▸ Work request:
Reproduce the rows below word for word, from the start of the rows through the line containing "positive clicks: (122, 222) (108, 223)", inclusive, and leave the pictures out of your answer.

▸ Data for this task:
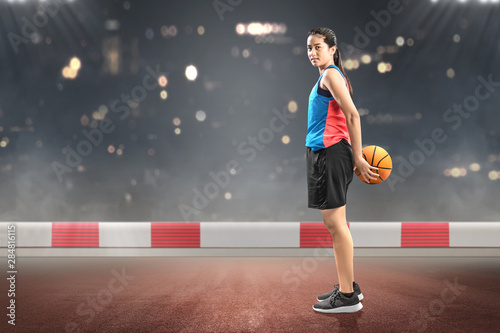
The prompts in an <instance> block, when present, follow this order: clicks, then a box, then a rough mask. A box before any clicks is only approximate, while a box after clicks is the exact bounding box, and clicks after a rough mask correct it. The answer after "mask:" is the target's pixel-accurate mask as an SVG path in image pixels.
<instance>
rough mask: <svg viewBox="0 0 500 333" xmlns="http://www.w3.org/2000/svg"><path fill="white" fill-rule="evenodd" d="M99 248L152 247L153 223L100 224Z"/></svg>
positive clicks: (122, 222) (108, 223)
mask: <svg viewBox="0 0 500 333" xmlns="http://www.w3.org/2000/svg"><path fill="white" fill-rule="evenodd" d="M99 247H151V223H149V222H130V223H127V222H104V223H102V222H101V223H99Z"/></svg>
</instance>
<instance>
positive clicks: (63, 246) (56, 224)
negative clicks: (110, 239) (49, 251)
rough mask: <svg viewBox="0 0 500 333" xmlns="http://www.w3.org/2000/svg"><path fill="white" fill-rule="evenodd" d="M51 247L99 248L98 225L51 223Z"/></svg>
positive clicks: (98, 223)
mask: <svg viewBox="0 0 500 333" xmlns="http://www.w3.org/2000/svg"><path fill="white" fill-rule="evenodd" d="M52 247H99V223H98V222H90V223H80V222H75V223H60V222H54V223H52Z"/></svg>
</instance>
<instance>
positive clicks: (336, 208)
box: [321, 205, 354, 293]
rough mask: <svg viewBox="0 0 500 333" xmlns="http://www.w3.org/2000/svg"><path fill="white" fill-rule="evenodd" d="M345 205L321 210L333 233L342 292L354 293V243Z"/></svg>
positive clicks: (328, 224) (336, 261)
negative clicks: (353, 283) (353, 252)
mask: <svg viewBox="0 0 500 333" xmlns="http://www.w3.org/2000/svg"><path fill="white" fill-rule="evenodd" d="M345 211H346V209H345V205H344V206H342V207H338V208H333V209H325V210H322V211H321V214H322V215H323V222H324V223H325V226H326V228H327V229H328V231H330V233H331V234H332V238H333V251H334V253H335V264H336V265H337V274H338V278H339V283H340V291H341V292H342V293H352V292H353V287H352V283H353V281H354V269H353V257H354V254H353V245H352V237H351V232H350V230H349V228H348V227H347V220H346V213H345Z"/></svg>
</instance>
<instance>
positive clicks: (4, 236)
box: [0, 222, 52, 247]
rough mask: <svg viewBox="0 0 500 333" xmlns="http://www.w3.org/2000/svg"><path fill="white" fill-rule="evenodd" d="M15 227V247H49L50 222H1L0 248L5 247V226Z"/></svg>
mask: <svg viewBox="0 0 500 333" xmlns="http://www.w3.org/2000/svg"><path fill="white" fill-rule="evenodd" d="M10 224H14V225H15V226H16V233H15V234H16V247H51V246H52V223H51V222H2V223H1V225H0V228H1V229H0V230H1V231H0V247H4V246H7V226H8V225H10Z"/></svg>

▸ Answer area:
The prompts in an <instance> block, when present, follow this order: clicks, then a box, then a rough mask. A box before any clicks is only approximate, while a box after clicks is the exact bounding box, and clicks after a rough mask correct it. The answer after "mask:" is the target's pixel-accurate mask as an SVG path in image pixels.
<instance>
rough mask: <svg viewBox="0 0 500 333" xmlns="http://www.w3.org/2000/svg"><path fill="white" fill-rule="evenodd" d="M99 248L152 247L153 223L100 224Z"/></svg>
positive clicks: (122, 222) (108, 223)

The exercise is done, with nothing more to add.